* GIVEN RECORDS
- - -

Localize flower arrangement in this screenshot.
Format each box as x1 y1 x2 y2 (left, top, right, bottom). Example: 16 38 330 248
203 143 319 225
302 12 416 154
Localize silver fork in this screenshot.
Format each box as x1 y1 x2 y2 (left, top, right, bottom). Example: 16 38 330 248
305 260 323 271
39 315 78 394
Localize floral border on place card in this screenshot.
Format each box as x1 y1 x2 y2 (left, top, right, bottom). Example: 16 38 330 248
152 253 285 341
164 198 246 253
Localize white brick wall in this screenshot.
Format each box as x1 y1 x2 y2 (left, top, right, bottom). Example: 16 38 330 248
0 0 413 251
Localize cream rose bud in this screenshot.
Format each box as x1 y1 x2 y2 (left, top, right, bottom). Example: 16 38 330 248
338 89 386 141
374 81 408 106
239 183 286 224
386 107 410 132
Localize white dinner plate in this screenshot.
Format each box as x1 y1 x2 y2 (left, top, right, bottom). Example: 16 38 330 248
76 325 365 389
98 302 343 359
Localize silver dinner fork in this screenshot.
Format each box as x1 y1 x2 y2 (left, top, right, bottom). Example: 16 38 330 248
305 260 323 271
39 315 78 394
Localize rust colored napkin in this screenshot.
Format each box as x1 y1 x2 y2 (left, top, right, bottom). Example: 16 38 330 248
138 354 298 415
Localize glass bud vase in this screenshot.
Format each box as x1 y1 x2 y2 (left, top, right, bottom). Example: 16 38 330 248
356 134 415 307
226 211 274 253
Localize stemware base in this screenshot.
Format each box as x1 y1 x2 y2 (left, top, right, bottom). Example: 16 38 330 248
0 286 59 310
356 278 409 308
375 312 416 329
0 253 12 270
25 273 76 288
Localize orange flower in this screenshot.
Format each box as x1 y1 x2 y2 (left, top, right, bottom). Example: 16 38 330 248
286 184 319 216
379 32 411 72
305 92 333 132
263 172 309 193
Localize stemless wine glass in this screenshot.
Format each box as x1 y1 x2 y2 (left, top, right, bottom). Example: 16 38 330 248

- - -

* TASK DESCRIPTION
The whole of the data above must be given again, unaltered and complete.

* RESULT FOR THIS TASK
Localize flower arrangement in this screenshot.
Format each box as x1 y1 x2 y2 (left, top, right, bottom). Example: 16 38 330 248
203 143 319 225
302 12 416 154
Localize silver fork in this screenshot.
Format each box as x1 y1 x2 y2 (left, top, right, bottom). Example: 16 38 330 248
305 260 323 271
39 315 78 394
Localize floral border on place card in this screenshot.
Format each box as x1 y1 x2 y2 (left, top, right, bottom). Example: 16 38 330 248
152 253 285 341
164 198 246 253
Localize white brick wall in this screenshot.
Format each box as x1 y1 x2 y2 (left, top, right, bottom). Example: 16 38 330 248
0 0 413 251
Localize cream rose bud in this screenshot.
Format each box as x1 y1 x2 y2 (left, top, right, bottom). Example: 16 38 330 248
338 89 386 141
374 81 408 106
239 183 286 224
386 107 410 132
Localize white dinner plate in this screenshot.
Format each box as x1 y1 x2 y2 (left, top, right, bottom). Example: 16 38 330 248
76 325 365 389
98 302 343 359
Localize silver dinner fork in this screenshot.
Format each box as x1 y1 x2 y2 (left, top, right, bottom). Example: 16 38 330 248
305 260 323 271
39 315 78 394
Localize rust colored napkin in this screenshot.
Format each box as x1 y1 x2 y2 (left, top, right, bottom). Example: 16 38 330 248
138 354 298 415
Localize glass bud vase in this screenshot.
Format each box as x1 y1 x2 y2 (left, top, right, bottom). Example: 16 38 330 248
356 134 415 307
226 211 274 253
Localize stemware base in this screenshot.
Format each box as x1 y1 x2 y2 (left, top, right, bottom). Example: 16 38 330 248
0 286 59 310
356 278 409 308
375 312 416 329
0 253 12 270
25 273 76 288
Localize orange flower in this screenshot.
Format each box as x1 y1 x2 y2 (left, top, right, bottom). Example: 16 38 330 248
286 184 319 216
379 32 411 72
305 92 333 132
263 172 309 193
Localize stemless wine glass in this screenshot.
Format each box as x1 y1 x2 y2 (left, top, right, bottom). Example: 16 38 330 248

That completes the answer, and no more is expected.